**The exercise**:
Starting at the line with "Tag the gray", transcribe each line through the final one, both included, and add nothing.

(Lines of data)
---

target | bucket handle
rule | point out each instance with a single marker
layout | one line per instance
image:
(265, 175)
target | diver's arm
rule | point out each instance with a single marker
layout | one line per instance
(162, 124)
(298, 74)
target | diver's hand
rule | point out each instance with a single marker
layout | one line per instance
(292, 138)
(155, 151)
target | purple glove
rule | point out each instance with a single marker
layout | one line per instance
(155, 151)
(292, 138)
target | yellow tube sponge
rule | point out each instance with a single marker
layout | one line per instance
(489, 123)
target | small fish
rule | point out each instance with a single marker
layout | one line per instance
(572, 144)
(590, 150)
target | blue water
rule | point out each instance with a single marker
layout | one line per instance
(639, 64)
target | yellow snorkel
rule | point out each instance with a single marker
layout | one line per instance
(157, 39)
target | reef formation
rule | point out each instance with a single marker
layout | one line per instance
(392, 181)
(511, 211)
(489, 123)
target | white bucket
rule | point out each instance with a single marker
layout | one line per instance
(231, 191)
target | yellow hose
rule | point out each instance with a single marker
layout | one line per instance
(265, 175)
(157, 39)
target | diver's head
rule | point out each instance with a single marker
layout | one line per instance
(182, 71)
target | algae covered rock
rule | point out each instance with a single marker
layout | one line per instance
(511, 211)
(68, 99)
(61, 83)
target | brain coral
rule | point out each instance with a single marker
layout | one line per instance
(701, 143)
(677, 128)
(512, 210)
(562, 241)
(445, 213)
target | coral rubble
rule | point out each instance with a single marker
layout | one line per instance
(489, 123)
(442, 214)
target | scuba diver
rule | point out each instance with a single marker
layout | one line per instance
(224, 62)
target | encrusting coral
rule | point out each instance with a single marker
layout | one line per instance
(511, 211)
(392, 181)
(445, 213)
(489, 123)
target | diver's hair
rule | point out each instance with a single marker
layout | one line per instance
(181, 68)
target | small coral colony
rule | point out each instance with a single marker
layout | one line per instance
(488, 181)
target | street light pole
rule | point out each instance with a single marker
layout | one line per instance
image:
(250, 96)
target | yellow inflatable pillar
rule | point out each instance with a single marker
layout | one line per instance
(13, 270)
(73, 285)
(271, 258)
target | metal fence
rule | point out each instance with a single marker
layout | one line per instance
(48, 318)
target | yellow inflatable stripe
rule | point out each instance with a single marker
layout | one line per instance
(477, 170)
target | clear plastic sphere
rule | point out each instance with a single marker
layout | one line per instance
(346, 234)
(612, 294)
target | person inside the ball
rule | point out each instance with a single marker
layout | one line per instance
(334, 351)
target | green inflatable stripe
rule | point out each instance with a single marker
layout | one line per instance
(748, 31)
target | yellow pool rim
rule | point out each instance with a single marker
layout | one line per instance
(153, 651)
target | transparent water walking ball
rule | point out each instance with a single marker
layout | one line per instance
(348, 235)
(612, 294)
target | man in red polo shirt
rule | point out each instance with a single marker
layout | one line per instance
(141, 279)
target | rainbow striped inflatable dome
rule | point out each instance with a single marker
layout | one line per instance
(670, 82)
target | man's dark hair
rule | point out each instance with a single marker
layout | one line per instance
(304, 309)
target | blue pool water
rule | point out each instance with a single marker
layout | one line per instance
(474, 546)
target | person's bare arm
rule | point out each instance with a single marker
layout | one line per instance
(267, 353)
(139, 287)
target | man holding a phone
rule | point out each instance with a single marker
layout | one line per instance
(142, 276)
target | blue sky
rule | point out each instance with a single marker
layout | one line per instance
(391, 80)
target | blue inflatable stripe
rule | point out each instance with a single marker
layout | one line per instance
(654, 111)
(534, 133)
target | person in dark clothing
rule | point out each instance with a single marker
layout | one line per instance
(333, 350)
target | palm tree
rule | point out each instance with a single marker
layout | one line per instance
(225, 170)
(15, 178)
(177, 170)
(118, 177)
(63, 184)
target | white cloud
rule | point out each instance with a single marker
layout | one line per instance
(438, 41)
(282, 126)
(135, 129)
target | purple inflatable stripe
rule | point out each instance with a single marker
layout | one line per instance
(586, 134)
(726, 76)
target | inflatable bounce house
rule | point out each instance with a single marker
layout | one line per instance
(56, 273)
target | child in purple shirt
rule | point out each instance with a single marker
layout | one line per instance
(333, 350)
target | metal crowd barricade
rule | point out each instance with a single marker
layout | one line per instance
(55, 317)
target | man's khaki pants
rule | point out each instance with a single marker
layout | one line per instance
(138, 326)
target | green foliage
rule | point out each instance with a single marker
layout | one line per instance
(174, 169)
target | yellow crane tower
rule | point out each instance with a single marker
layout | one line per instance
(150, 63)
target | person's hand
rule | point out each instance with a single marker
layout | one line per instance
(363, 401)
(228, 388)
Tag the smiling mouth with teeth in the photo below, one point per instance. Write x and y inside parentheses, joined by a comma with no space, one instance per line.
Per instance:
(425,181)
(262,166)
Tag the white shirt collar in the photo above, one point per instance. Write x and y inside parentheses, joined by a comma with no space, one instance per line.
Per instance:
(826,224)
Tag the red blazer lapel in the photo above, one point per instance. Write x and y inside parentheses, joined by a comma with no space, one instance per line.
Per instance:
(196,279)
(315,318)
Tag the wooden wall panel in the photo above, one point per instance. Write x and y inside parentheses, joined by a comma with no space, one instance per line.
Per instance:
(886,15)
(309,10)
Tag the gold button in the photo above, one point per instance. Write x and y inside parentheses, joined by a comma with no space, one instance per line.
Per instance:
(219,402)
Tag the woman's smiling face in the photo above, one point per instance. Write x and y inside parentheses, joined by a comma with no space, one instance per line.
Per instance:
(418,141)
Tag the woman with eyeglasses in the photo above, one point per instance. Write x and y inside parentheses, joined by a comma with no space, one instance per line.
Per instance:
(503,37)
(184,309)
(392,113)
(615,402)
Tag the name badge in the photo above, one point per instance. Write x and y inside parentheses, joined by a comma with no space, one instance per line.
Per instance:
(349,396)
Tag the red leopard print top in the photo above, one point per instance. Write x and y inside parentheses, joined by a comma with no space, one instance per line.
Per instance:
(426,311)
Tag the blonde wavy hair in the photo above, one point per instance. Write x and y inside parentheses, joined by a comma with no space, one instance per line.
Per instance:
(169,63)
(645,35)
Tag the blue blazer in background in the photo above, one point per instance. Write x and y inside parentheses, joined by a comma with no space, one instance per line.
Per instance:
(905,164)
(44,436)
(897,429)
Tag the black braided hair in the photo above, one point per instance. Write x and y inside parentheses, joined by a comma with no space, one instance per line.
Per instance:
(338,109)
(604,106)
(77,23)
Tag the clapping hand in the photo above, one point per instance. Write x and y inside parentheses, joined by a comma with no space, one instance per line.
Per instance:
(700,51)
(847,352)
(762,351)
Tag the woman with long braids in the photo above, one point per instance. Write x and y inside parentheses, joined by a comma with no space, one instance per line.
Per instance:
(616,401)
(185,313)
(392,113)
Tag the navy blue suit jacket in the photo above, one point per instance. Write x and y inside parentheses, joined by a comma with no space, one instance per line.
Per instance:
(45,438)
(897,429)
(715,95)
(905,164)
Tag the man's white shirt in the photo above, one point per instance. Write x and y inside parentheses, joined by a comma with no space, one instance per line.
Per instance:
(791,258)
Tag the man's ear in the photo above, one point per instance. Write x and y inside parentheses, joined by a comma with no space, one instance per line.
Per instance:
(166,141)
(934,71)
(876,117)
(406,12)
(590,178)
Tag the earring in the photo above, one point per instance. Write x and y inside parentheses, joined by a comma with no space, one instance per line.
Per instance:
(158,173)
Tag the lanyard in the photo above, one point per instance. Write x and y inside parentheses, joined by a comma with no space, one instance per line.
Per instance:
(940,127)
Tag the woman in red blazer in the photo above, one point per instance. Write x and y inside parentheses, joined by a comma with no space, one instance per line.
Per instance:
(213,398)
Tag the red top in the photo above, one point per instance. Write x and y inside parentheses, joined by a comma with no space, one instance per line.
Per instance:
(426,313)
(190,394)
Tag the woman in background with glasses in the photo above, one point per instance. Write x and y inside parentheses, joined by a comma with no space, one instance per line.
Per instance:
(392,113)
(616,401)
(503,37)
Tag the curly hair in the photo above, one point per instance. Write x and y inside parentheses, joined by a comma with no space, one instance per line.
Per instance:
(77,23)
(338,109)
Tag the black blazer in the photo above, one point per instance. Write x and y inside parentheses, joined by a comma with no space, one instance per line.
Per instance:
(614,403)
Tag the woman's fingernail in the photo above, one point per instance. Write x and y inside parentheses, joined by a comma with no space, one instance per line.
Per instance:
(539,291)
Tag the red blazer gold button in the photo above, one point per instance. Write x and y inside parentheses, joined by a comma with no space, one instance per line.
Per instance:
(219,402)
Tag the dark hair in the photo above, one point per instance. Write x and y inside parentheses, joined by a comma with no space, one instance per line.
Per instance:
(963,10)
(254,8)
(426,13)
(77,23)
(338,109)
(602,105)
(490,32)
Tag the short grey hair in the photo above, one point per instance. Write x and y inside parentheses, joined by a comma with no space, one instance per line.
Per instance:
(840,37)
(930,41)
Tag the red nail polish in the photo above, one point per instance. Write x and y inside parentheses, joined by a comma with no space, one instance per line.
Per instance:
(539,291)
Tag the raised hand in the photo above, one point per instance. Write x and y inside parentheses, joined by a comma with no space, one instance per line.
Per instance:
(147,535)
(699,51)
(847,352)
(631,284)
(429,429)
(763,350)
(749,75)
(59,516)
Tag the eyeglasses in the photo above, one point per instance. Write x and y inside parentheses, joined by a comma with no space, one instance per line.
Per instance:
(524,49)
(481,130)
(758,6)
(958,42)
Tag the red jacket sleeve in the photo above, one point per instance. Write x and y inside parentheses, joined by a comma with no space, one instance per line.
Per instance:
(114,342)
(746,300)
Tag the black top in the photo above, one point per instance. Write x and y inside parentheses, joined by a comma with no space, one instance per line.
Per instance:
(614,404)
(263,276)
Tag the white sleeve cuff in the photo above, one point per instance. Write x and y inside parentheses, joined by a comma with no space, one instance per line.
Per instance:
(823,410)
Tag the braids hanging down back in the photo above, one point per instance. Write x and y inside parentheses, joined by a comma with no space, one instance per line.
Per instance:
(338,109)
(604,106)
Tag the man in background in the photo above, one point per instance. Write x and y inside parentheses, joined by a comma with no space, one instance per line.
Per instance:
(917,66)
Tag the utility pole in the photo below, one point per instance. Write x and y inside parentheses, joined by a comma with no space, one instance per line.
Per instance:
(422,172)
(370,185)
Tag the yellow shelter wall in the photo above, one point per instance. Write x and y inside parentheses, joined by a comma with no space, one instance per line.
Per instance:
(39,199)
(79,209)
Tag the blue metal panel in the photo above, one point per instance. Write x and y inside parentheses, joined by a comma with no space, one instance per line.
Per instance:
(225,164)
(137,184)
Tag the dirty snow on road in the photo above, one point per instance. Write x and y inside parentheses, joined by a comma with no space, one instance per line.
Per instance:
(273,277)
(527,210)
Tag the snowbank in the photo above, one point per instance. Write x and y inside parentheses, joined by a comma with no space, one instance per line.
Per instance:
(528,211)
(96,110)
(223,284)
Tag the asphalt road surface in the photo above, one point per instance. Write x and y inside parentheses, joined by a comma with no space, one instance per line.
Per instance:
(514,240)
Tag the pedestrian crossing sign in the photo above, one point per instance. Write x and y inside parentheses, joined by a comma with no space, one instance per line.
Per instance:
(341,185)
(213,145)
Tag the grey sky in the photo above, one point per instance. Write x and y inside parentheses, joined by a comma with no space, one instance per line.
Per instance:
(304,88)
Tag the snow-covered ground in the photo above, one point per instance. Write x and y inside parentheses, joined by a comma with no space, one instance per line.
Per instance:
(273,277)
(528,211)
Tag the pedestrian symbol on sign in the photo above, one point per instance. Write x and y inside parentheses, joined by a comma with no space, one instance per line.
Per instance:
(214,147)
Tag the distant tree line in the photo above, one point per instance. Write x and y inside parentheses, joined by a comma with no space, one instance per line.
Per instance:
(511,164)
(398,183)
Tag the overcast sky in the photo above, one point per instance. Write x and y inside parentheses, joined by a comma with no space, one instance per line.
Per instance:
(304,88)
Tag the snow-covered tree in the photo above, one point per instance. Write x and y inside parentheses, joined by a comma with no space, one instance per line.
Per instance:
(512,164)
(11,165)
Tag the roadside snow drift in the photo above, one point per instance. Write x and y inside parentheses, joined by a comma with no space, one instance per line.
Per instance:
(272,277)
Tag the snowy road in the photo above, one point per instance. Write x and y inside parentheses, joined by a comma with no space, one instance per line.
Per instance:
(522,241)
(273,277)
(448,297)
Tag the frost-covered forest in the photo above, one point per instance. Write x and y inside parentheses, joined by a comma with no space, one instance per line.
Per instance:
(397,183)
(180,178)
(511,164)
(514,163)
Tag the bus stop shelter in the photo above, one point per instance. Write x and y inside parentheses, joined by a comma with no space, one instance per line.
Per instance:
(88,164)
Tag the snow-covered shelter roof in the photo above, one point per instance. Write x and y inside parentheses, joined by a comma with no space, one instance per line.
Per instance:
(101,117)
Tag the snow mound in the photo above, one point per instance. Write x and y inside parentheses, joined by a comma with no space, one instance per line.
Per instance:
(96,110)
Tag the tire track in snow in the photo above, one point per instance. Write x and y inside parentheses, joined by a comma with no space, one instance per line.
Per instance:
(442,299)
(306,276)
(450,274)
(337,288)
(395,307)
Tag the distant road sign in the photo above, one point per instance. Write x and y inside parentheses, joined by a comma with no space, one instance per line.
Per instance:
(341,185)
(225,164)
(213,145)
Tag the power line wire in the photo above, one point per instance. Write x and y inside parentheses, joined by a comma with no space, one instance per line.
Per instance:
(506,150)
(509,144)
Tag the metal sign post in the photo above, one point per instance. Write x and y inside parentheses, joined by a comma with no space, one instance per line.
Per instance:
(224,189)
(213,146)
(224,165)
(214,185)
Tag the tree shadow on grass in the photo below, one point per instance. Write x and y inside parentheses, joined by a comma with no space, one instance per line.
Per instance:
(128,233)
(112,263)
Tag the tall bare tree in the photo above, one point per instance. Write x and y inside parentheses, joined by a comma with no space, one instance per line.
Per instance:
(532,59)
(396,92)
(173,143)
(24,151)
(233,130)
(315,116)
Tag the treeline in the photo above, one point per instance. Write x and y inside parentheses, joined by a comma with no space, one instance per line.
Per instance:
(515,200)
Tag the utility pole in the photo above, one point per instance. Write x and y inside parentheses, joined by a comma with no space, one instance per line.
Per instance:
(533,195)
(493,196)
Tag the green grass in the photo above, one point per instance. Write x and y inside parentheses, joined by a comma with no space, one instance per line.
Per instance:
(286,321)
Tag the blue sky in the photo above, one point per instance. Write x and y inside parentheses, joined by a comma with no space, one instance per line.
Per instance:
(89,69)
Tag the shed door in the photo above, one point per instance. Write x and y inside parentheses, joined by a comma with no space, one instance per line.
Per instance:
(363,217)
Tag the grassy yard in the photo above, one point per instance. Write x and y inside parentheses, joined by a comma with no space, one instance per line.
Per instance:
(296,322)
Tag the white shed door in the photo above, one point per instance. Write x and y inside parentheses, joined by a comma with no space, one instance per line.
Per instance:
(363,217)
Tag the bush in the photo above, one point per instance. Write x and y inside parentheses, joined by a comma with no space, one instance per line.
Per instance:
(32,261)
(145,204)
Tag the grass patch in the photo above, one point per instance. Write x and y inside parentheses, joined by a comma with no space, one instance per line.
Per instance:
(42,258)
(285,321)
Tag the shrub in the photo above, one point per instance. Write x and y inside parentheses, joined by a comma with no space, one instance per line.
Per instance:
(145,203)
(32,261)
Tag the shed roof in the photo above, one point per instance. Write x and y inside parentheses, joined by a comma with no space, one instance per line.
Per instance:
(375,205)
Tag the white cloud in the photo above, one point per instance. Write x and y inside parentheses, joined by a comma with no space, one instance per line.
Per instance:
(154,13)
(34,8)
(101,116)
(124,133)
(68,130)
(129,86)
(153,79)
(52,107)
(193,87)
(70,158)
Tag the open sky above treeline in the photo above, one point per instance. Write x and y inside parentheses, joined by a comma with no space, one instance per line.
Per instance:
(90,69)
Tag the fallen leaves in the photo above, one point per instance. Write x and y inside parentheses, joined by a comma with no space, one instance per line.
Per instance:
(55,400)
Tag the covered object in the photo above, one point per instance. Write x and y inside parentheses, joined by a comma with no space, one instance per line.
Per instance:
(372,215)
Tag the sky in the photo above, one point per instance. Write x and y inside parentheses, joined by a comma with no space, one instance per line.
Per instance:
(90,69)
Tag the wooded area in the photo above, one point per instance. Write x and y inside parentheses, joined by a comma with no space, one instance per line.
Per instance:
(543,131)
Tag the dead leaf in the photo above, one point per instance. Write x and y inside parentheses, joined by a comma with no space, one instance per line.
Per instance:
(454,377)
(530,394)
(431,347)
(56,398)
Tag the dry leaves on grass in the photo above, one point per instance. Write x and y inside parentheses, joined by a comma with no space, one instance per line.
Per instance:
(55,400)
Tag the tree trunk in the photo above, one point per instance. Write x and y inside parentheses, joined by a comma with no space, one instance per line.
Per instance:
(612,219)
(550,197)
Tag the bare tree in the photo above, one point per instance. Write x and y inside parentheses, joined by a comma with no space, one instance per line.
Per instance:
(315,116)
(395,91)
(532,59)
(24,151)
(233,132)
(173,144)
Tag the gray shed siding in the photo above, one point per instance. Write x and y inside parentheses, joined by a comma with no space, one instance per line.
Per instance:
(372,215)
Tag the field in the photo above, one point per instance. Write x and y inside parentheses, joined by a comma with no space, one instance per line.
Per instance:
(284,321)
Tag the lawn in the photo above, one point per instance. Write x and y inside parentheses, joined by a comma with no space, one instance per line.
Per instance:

---

**Complete output**:
Tag the gray shed siding in the photo above, one point per instance. Write x and y inside parentheses, joined by a comma with no space, one instance per line.
Per instance:
(372,215)
Tag the field in the photo above, one point per instance. Write x and y inside parentheses, joined by a comma with no space, one instance per line.
Per instance:
(284,321)
Tag the lawn in the photo above, one point per instance. Write x and y inside parentheses, joined by a comma with no space, one instance per line.
Per instance:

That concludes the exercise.